What the task requires: An exact copy of all the data is required, with pictures left out.

(Saved entries)
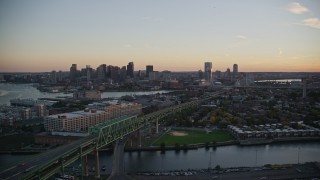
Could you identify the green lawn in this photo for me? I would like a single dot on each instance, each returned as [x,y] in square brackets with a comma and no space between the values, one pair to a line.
[193,137]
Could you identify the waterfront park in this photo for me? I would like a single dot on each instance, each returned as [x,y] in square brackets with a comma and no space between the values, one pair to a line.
[189,137]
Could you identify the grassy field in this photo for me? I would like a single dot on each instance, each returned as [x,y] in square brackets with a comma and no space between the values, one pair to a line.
[193,137]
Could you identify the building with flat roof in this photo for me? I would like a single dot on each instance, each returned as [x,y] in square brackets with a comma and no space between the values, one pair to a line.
[80,121]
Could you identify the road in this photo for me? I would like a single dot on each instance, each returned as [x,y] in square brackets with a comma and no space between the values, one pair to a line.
[18,171]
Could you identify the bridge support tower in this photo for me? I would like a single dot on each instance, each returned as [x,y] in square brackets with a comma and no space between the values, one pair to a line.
[97,164]
[85,165]
[118,161]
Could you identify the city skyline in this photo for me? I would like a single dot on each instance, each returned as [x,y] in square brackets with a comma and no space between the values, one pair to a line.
[270,36]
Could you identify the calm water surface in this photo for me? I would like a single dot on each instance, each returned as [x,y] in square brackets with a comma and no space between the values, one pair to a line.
[225,156]
[11,91]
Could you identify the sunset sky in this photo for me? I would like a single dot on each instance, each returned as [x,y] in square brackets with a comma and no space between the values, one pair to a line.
[176,35]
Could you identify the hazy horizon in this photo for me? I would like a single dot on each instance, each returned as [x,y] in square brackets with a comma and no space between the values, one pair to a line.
[179,35]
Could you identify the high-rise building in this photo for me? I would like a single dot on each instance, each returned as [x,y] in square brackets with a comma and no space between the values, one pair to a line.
[235,70]
[149,68]
[200,74]
[123,73]
[228,73]
[53,76]
[89,72]
[73,71]
[130,69]
[208,71]
[102,72]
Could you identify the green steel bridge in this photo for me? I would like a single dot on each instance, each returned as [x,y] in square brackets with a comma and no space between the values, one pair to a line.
[46,164]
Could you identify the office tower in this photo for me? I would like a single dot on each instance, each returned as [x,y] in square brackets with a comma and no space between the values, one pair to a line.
[60,76]
[200,74]
[53,77]
[89,72]
[102,72]
[149,68]
[73,71]
[228,73]
[130,69]
[123,73]
[235,70]
[304,87]
[208,71]
[115,73]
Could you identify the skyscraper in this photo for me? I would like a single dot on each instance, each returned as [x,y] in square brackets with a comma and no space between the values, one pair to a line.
[235,70]
[102,72]
[73,71]
[208,71]
[149,68]
[130,69]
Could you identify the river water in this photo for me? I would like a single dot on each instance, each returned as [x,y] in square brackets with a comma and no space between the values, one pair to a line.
[225,156]
[11,91]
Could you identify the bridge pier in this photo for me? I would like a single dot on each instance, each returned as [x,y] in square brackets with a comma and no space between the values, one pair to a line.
[85,171]
[157,126]
[139,137]
[97,164]
[118,161]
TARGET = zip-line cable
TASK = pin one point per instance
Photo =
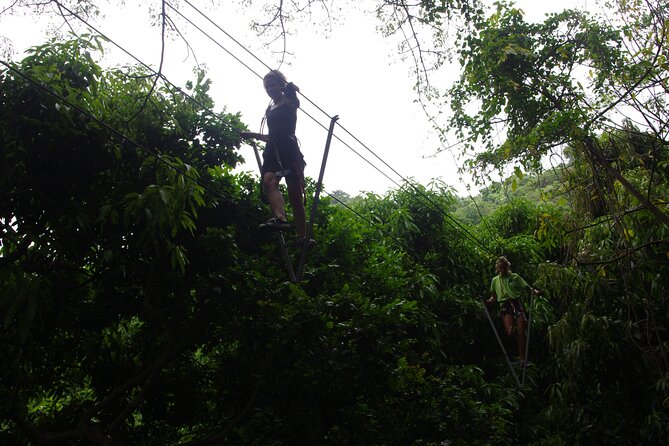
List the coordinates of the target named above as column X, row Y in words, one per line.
column 302, row 94
column 455, row 224
column 204, row 107
column 460, row 228
column 158, row 156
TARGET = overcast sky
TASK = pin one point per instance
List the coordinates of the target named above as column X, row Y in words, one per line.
column 350, row 71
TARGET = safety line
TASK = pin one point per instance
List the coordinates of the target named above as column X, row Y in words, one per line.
column 455, row 225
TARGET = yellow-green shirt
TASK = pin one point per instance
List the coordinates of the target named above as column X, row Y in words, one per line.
column 507, row 287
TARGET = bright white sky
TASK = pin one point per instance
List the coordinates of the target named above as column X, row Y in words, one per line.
column 351, row 72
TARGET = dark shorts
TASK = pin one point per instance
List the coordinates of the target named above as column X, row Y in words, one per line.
column 512, row 307
column 282, row 155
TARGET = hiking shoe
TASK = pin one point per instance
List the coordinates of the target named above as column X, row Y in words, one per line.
column 300, row 241
column 274, row 224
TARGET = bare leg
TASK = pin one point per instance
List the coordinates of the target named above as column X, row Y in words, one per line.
column 520, row 334
column 274, row 195
column 295, row 198
column 507, row 319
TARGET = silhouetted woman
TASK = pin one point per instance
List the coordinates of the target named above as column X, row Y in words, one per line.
column 506, row 287
column 282, row 157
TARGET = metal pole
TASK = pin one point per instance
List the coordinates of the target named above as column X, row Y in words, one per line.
column 529, row 331
column 314, row 205
column 255, row 150
column 499, row 340
column 286, row 257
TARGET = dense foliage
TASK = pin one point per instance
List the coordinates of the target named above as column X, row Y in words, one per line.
column 140, row 305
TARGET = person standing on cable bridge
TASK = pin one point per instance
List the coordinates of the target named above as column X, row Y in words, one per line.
column 506, row 287
column 282, row 156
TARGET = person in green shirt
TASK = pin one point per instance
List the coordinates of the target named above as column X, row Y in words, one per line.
column 506, row 287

Task output:
Could you identify the green lawn in this photo for me? I would like a single dot on each instance, each returned as [x,y] in square brackets with a comma and no space between the values, one pair to a line.
[193,137]
Could you identify the waterfront park in this photo for me? I would like a single dot on each instance, each returned as [x,y] in square brackets with a comma and no space between the values, one pair to a line.
[189,137]
Could you identify the grassy field in this photo for me? I would like a single dot on each instance, each returned as [x,y] in square brackets with a comma and no space between the values, one pair to a line.
[193,137]
Could you identify the building with flat roof in this photo for me? I would like a single dot on each instance, each returned as [x,y] in square brackets with a comma and no space between the values, one pair to a line.
[80,121]
Could you identify the road in this photo for me? I would like a single dot on each instance, each returned as [x,y] in square brackets with a comma and no space between the values, one pair to a line.
[18,171]
Could you identify the bridge support tower in this photo for me? I would like a single dot on each instance, each returned as [x,y] in square brackets with a comma and no space between the values, one pair to a line.
[97,164]
[85,165]
[118,161]
Could you identify the city skyline in this photo for me? I would like a single dot on each instance, each returned as [x,y] in square brackets with a comma and no space between the values, one pair to a line.
[270,36]
Could you identify the calm water surface in this photo for me? I would like a single dot on each instance, each returned as [x,y] in square brackets with a comma and no space between the values, one pair to a line.
[225,156]
[11,91]
Could you identify the sunset sky in this photo for me? I would like a single dot on each instance, each returned as [x,y] in square brackets with a comma and no space between the values, one pair to a line.
[176,35]
Could you identify the hazy horizon in this photo for me? I would like a single dot on each instance, each returned as [x,y] in square brackets with a comma and no space between the values, one pair to a line.
[179,35]
Could you identify the high-rise building in this photo for me? I would like a single dot on each instance, each returned as [x,y] in square brackets with a comma and no space between the values, one pair to a line.
[235,70]
[149,68]
[200,74]
[123,73]
[228,73]
[53,76]
[89,72]
[73,71]
[130,69]
[208,71]
[102,72]
Could you identify the green steel bridge in this photo for me? I would like a single dot on each instance, each returned as [x,y] in square brackets with a comma and no space between the values, one pair to a line.
[46,164]
Could you identify the office tower in this photo for me? I would like a single dot on each instance, each returned as [x,y] in square brackets with a comma and no space between the values, one pair to a line.
[60,76]
[200,74]
[53,77]
[89,72]
[102,72]
[149,68]
[73,71]
[228,73]
[130,69]
[123,73]
[235,70]
[304,87]
[208,71]
[115,73]
Could you identify the skyscraper in this photo for me? I would like a single dot on each instance, each returned as [x,y] in square brackets with a comma and no space between the values, one pair to a line.
[235,70]
[102,72]
[73,71]
[208,71]
[149,68]
[130,69]
Could you identify the river water in this photo for me? I would like a single dot on each instance, each returned as [x,y] in square brackets with a comma and no space between the values, one pair to a line.
[225,156]
[11,91]
Could you identify the bridge pier in this photo for me? I would like a single dot on each instance, each returned as [x,y] in square brackets with a comma and no space between the values, one pair to a line.
[85,171]
[157,126]
[139,137]
[97,164]
[118,161]
TARGET = zip-line cable
TASK = pin one point per instance
Photo =
List the coordinates of the target named above as column X, row Y in words, one per line.
column 302, row 94
column 455, row 224
column 204, row 107
column 460, row 228
column 158, row 156
TARGET = overcast sky
TASK = pin one point per instance
List the coordinates of the target named above as column X, row Y in words, one per line.
column 350, row 71
TARGET = safety line
TASK = pin one point per instance
List the coordinates of the target named above as column X, row Y in words, one per line.
column 455, row 225
TARGET = yellow-green shirt
TASK = pin one point per instance
List the coordinates of the target named above as column X, row Y in words, one per line.
column 507, row 287
TARGET = bright white sky
TASK = pin one point per instance
List the coordinates of the target named above as column X, row Y in words, one per line.
column 351, row 72
TARGET = dark shorts
TASK = pin one point per instance
List the coordinates of the target named above as column X, row Y in words, one per line.
column 512, row 307
column 282, row 155
TARGET = hiking shoe
TASK = pin one point per instance
List the coordinates of the target named above as column X, row Y in words, one per line.
column 300, row 241
column 274, row 224
TARGET = bare leg
TASK = pin one point per instance
List the coordinates of the target named above as column X, row Y in words, one per line.
column 520, row 334
column 274, row 195
column 295, row 198
column 507, row 319
TARGET = silhouetted woman
TASK = pin one point per instance
List the coordinates of the target named above as column X, row Y in words, one per line.
column 506, row 287
column 282, row 157
TARGET = metal pole
TASK = pin one point per instance
List the coordinates of the target named above as column X, row Y in words, one per line.
column 529, row 331
column 314, row 205
column 255, row 150
column 499, row 340
column 286, row 257
TARGET = dense foliage
TASK = pin one point per instance
List the coordinates of the target named above as column X, row Y in words, one per line.
column 140, row 305
TARGET = person standing on cable bridge
TASK = pin one point per instance
List the coordinates of the target named above as column X, row Y in words, one per line.
column 506, row 287
column 282, row 156
TARGET = person in green shirt
TASK = pin one point per instance
List the coordinates of the target named above as column X, row Y in words, one per line.
column 506, row 287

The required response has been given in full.